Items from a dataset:
_ _ _ _ _

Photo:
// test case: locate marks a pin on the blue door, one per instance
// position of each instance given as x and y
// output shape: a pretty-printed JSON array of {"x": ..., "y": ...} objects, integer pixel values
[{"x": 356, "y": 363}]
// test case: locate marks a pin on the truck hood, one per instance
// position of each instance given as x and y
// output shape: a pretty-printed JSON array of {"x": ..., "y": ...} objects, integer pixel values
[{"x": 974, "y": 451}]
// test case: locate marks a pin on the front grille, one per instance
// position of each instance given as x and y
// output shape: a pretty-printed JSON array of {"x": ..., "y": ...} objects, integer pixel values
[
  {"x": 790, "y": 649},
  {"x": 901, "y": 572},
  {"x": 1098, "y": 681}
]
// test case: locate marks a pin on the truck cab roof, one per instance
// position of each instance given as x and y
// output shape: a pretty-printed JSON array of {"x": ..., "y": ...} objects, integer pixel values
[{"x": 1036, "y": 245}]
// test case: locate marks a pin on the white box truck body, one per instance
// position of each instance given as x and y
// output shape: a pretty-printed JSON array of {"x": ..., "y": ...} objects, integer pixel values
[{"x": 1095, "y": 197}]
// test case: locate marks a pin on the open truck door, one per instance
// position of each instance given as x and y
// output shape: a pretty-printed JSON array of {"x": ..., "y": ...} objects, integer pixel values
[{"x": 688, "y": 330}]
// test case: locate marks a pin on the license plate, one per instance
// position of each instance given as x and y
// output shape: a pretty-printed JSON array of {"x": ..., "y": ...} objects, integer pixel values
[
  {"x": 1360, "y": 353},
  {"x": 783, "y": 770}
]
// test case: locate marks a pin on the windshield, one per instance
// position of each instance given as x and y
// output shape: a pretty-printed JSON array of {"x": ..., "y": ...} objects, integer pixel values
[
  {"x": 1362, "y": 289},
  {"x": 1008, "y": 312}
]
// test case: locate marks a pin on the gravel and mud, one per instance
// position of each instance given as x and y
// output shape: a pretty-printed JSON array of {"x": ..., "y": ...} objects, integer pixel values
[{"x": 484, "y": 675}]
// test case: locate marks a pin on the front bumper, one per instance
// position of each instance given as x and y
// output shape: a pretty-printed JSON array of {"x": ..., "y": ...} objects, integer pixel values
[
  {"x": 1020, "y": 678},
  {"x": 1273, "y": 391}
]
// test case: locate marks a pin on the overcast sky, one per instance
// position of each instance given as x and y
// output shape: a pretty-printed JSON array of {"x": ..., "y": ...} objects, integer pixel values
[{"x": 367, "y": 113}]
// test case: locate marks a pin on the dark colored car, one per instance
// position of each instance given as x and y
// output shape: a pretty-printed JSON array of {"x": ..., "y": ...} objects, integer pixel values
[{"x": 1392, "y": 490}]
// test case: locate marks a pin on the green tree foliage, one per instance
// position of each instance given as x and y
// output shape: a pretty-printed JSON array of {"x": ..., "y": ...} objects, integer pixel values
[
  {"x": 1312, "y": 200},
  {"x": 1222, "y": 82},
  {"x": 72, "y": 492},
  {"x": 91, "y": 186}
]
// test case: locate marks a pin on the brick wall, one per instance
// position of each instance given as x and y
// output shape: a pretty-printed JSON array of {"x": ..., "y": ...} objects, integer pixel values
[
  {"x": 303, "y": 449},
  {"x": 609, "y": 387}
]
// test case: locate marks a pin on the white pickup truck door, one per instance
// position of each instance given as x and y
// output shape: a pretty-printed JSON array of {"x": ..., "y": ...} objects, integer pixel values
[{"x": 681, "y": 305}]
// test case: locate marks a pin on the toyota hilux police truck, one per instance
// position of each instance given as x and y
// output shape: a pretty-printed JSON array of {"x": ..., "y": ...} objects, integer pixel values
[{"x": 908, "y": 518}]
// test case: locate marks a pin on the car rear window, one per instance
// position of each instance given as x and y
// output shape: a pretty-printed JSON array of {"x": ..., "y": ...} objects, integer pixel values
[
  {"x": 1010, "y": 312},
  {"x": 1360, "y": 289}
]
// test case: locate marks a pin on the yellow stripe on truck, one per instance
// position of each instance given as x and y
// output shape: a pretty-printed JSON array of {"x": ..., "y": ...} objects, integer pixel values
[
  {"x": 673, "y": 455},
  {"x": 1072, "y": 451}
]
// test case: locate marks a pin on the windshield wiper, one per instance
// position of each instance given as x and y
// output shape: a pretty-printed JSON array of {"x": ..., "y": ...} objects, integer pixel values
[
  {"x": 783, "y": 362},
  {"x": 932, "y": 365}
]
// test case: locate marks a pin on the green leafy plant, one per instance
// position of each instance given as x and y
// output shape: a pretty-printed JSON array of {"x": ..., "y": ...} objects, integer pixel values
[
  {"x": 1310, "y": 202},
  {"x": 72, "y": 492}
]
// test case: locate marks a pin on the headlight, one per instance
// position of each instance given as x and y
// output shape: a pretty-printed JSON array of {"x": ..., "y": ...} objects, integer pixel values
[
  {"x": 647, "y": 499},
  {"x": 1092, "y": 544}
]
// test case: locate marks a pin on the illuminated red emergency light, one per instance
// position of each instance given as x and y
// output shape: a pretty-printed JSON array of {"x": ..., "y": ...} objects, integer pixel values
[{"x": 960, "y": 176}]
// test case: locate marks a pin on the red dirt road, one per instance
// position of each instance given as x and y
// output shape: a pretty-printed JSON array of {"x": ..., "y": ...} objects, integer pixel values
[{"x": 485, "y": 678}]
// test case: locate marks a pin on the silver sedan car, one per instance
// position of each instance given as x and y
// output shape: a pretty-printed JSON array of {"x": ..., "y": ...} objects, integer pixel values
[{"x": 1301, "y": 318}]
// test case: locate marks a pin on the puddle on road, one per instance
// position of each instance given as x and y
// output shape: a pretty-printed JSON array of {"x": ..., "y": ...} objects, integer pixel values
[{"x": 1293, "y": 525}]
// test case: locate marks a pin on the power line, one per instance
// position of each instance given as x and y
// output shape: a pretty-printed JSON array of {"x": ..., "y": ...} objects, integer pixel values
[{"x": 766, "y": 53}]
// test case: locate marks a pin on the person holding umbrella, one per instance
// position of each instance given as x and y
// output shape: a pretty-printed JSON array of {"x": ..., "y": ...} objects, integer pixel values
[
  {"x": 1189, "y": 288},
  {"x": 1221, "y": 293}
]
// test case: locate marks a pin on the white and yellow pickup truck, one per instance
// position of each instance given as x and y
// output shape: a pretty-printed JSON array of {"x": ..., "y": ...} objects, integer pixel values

_ _ _ _ _

Take every line above where "road" appears and copy it.

// test case: locate marks a pin on the red dirt road, one per instance
// test case: locate marks a pin on the puddle on road, one per instance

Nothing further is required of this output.